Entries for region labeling
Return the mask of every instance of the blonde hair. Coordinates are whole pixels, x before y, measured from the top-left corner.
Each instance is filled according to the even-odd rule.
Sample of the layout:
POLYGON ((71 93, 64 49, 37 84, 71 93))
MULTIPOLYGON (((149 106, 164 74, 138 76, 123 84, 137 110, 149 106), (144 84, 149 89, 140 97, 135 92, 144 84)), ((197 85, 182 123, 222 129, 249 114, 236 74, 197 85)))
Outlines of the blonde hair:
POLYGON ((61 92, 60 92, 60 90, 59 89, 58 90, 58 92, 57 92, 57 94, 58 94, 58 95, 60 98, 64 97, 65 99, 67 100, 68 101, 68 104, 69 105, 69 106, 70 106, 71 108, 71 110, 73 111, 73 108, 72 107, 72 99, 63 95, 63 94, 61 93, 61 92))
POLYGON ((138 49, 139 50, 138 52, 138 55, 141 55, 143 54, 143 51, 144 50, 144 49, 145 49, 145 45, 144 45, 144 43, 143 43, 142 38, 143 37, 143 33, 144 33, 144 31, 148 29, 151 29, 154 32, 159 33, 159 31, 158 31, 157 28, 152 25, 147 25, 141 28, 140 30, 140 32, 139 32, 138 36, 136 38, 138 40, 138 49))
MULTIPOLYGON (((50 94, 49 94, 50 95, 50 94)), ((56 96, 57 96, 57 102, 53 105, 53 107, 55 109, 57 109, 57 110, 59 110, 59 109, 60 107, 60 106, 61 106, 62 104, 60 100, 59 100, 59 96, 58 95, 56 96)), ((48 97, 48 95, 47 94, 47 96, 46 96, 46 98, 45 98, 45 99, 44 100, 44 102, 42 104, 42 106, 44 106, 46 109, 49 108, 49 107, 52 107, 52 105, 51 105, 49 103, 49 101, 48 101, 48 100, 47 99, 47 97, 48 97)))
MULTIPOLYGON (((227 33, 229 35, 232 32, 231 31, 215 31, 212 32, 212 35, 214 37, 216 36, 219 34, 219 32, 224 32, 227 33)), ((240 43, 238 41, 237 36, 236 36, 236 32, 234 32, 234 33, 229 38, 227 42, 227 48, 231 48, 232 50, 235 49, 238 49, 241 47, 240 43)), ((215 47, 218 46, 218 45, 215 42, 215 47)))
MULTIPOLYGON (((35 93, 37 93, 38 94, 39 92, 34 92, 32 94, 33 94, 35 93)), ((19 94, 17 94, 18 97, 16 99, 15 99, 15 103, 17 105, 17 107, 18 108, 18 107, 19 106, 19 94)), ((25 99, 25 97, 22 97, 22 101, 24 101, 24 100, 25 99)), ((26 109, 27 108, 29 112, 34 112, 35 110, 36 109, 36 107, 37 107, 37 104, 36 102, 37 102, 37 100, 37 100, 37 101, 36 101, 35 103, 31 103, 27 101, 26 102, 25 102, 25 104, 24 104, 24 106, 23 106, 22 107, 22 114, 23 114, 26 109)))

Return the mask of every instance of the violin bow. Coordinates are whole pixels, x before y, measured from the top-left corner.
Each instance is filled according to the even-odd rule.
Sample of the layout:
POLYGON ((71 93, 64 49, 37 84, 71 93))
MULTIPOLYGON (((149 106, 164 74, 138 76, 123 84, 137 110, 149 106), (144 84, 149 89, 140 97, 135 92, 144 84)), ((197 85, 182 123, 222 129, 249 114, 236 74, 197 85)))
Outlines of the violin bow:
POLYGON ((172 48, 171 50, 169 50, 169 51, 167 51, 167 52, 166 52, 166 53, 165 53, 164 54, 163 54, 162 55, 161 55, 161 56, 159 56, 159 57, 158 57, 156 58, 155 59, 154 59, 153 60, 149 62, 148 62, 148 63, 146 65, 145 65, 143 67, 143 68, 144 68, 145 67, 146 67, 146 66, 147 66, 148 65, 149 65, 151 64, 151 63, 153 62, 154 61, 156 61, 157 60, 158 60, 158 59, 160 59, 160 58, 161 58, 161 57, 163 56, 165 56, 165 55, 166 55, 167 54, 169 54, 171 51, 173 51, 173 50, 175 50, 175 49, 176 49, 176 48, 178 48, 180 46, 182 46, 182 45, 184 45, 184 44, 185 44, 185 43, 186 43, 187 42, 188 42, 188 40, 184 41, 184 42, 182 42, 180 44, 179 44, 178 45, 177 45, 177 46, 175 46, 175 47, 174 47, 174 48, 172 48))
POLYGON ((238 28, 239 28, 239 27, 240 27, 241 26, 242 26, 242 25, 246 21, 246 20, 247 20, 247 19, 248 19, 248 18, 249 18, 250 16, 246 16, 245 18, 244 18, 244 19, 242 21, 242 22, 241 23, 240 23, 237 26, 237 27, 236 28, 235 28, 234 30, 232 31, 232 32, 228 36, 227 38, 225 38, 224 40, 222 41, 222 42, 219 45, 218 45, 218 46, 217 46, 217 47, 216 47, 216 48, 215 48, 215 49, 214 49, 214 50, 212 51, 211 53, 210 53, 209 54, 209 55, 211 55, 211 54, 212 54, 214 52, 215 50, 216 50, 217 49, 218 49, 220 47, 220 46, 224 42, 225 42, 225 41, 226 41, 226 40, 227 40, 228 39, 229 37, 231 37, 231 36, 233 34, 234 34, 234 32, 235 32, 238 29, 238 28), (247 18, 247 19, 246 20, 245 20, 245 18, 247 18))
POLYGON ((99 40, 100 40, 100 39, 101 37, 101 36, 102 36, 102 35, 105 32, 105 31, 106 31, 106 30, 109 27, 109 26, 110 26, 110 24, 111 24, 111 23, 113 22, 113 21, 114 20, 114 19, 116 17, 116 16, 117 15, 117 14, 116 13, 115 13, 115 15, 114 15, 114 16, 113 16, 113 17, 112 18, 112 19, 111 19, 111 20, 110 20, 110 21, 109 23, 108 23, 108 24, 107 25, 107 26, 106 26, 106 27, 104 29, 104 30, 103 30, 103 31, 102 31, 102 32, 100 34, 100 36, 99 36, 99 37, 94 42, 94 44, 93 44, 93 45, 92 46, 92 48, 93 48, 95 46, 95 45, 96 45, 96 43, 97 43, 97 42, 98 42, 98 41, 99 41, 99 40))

THE PROBLEM ::
Reproduce all of the lines above character for character, with no changes.

WRITTEN RESPONSE ::
Return the mask of every instance of the blonde hair. Coordinates are whole pixels, x before y, measured from the top-left corner.
Each instance is filled according to the even-odd rule.
Sample of the layout:
POLYGON ((71 93, 64 49, 37 84, 71 93))
MULTIPOLYGON (((149 106, 164 74, 138 76, 123 84, 137 110, 149 106), (144 84, 149 89, 140 97, 135 92, 144 84)), ((197 85, 182 123, 222 129, 249 114, 236 74, 197 85)))
Outlines of the blonde hair:
POLYGON ((61 92, 60 92, 60 90, 59 89, 58 90, 58 92, 57 92, 57 94, 58 94, 58 95, 60 98, 64 97, 65 99, 67 100, 68 101, 68 104, 69 105, 69 106, 70 106, 71 108, 71 110, 73 111, 73 108, 72 107, 72 99, 63 95, 63 94, 61 93, 61 92))
POLYGON ((138 49, 139 50, 138 52, 138 55, 141 55, 143 54, 143 51, 144 50, 144 49, 145 49, 145 45, 144 45, 144 43, 143 43, 142 38, 143 37, 143 33, 144 33, 144 31, 148 29, 151 29, 154 32, 159 33, 159 31, 158 31, 157 28, 152 25, 147 25, 141 28, 140 30, 140 32, 139 32, 138 36, 136 38, 138 40, 138 49))
MULTIPOLYGON (((50 94, 49 94, 50 95, 50 94)), ((56 96, 57 96, 57 102, 53 105, 53 107, 55 109, 57 109, 57 110, 59 110, 59 109, 60 107, 60 106, 61 106, 62 104, 60 100, 59 100, 59 96, 58 95, 56 96)), ((48 97, 48 95, 47 94, 47 96, 46 96, 46 98, 45 98, 45 99, 44 100, 44 102, 42 104, 42 106, 44 106, 46 109, 49 108, 49 107, 52 107, 52 105, 51 105, 49 103, 49 101, 48 101, 48 100, 47 99, 47 97, 48 97)))
MULTIPOLYGON (((227 33, 229 35, 232 32, 231 31, 215 31, 212 32, 212 35, 214 37, 216 36, 219 34, 219 32, 224 32, 227 33)), ((240 43, 238 41, 237 36, 236 36, 236 32, 234 32, 234 33, 229 38, 227 42, 227 48, 231 48, 232 50, 235 49, 238 49, 241 47, 240 43)), ((215 47, 218 46, 218 45, 215 42, 215 47)))
MULTIPOLYGON (((35 93, 37 93, 38 94, 39 92, 34 92, 32 94, 33 94, 35 93)), ((19 94, 17 94, 18 97, 16 99, 15 99, 15 103, 17 105, 17 107, 18 108, 18 107, 19 106, 19 94)), ((25 99, 25 97, 22 97, 22 101, 24 101, 24 100, 25 99)), ((26 109, 27 108, 29 112, 34 112, 35 110, 36 109, 36 107, 37 107, 37 104, 36 102, 37 102, 37 100, 37 100, 37 101, 36 101, 35 103, 31 103, 27 101, 26 102, 25 102, 25 104, 24 104, 24 106, 23 106, 22 107, 22 114, 23 114, 26 109)))

Return the mask of every instance of the violin bow. Coordinates are whole pixels, x before y, measured from the top-left corner.
Each instance is filled according to the even-odd rule.
Sample of the layout:
POLYGON ((71 93, 64 49, 37 84, 71 93))
MULTIPOLYGON (((149 106, 164 74, 138 76, 123 84, 137 110, 149 106), (144 84, 149 89, 140 97, 135 92, 144 84)), ((197 85, 182 123, 222 129, 249 114, 236 74, 197 85)))
Outlines of the violin bow:
POLYGON ((172 48, 171 50, 169 50, 169 51, 167 51, 167 52, 166 52, 166 53, 165 53, 164 54, 163 54, 162 55, 161 55, 161 56, 159 56, 159 57, 158 57, 156 58, 155 59, 154 59, 153 60, 149 62, 148 62, 148 63, 146 65, 145 65, 143 67, 143 68, 144 68, 145 67, 146 67, 146 66, 147 66, 148 65, 149 65, 151 64, 151 63, 153 62, 154 61, 156 61, 157 60, 158 60, 158 59, 160 59, 160 58, 161 58, 161 57, 163 56, 165 56, 165 55, 166 55, 167 54, 169 54, 171 51, 173 51, 173 50, 175 50, 175 49, 176 49, 176 48, 178 48, 180 46, 182 46, 182 45, 184 45, 184 44, 185 44, 185 43, 186 43, 187 42, 188 42, 188 40, 184 41, 184 42, 182 42, 180 44, 179 44, 178 45, 177 45, 177 46, 175 46, 175 47, 174 47, 174 48, 172 48))
POLYGON ((238 28, 239 28, 239 27, 240 27, 241 26, 242 26, 242 25, 246 21, 246 20, 247 20, 247 19, 248 19, 248 18, 249 18, 250 16, 246 16, 245 18, 244 18, 244 19, 242 21, 242 22, 241 23, 240 23, 237 26, 237 27, 236 28, 235 28, 234 30, 232 31, 232 32, 228 36, 227 38, 225 38, 224 40, 222 41, 222 42, 219 45, 218 45, 218 46, 217 46, 217 47, 216 47, 216 48, 215 48, 215 49, 214 49, 214 50, 212 51, 211 53, 210 53, 209 54, 209 55, 211 55, 211 54, 212 54, 214 52, 215 50, 216 50, 217 49, 218 49, 220 47, 220 46, 224 42, 225 42, 225 41, 226 41, 226 40, 227 40, 228 39, 229 37, 231 37, 231 36, 233 34, 234 34, 234 32, 235 32, 238 29, 238 28), (247 18, 247 19, 246 20, 245 20, 245 18, 247 18))
POLYGON ((99 40, 100 40, 100 39, 101 37, 101 36, 102 36, 102 35, 105 32, 105 31, 106 31, 106 30, 109 27, 109 26, 110 26, 110 24, 111 24, 111 23, 113 22, 113 21, 114 20, 114 19, 116 17, 116 16, 117 15, 117 14, 116 13, 115 13, 115 15, 114 15, 114 16, 113 16, 113 17, 112 18, 112 19, 111 19, 111 20, 110 20, 110 21, 109 23, 108 23, 108 24, 107 25, 107 26, 106 26, 106 27, 104 29, 104 30, 103 30, 103 31, 102 31, 102 32, 100 34, 100 36, 99 36, 99 37, 94 42, 94 44, 93 44, 93 45, 92 46, 92 48, 93 48, 95 46, 95 45, 96 45, 96 43, 97 43, 97 42, 98 42, 98 41, 99 41, 99 40))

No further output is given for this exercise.